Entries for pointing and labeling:
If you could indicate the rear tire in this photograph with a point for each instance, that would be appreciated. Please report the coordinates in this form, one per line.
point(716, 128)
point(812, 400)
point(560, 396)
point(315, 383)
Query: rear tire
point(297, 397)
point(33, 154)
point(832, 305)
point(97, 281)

▶ SET EXERCISE: Rewrite every line of the material above as a numbered list, leaving out blank lines.

▶ ANSWER TO THE TASK:
1. If you could indicate the rear tire in this photograph with a point for each instance, that would be appreciated. Please report the coordinates in this form, one per line.
2. point(716, 128)
3. point(812, 400)
4. point(560, 396)
5. point(315, 383)
6. Query: rear tire
7. point(297, 397)
8. point(33, 154)
9. point(832, 305)
10. point(97, 281)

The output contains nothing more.